DATA SUPPLIED
___

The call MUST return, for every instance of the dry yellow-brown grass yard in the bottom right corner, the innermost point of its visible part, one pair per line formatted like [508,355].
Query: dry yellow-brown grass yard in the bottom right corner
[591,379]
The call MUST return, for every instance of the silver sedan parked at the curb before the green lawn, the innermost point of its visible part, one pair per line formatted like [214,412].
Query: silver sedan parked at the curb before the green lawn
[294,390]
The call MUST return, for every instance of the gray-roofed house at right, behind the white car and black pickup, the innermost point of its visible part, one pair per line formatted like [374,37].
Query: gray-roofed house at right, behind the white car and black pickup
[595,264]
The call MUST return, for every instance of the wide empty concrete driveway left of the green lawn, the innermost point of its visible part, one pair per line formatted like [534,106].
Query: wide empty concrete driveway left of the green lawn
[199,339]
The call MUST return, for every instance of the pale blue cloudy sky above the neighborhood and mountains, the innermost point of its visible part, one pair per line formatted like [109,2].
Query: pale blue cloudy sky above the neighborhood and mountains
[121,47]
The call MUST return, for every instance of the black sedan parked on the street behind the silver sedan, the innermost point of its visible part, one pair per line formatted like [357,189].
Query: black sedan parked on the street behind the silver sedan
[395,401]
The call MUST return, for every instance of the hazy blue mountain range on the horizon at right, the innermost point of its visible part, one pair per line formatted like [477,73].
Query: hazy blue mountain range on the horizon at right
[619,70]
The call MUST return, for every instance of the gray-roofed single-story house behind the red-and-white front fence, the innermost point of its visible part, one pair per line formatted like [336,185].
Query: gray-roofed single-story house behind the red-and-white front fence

___

WORK REQUEST
Would you return each entry exactly as it reads?

WRITTEN RESPONSE
The call MUST return, for every instance of the dry yellow-brown grass yard in the bottom right corner, the innermost point of its visible part, one pair per line formatted like [508,355].
Query: dry yellow-brown grass yard in the bottom right corner
[591,379]
The call MUST return, for every instance of the silver sedan parked at the curb before the green lawn, the innermost point of its visible part, one pair per line formatted like [214,412].
Query: silver sedan parked at the curb before the green lawn
[294,390]
The call MUST return, for every instance of the gray-roofed house at right, behind the white car and black pickup, the innermost point of its visible part, one pair per line formatted like [374,37].
Query: gray-roofed house at right, behind the white car and black pickup
[595,264]
The call MUST return, for every instance of the wide empty concrete driveway left of the green lawn, the innermost point of its visible part, one pair per line formatted like [534,106].
Query: wide empty concrete driveway left of the green lawn
[199,339]
The call MUST return, for every instance of the pale blue cloudy sky above the neighborhood and mountains, the innermost point of its visible part, one pair per line formatted like [109,2].
Query: pale blue cloudy sky above the neighborhood and mountains
[121,47]
The call MUST return, for every instance of the black sedan parked on the street behind the silver sedan, the innermost point of its visible part, one pair per line formatted like [357,189].
Query: black sedan parked on the street behind the silver sedan
[395,401]
The call MUST return, for every instance of the hazy blue mountain range on the horizon at right, the innermost point of its visible part, one pair per line formatted like [477,73].
Query: hazy blue mountain range on the horizon at right
[619,70]
The call MUST return, for every instance of the gray-roofed single-story house behind the red-and-white front fence, the innermost point of its visible part, one pair per line formatted like [336,185].
Query: gray-roofed single-story house behind the red-and-white front fence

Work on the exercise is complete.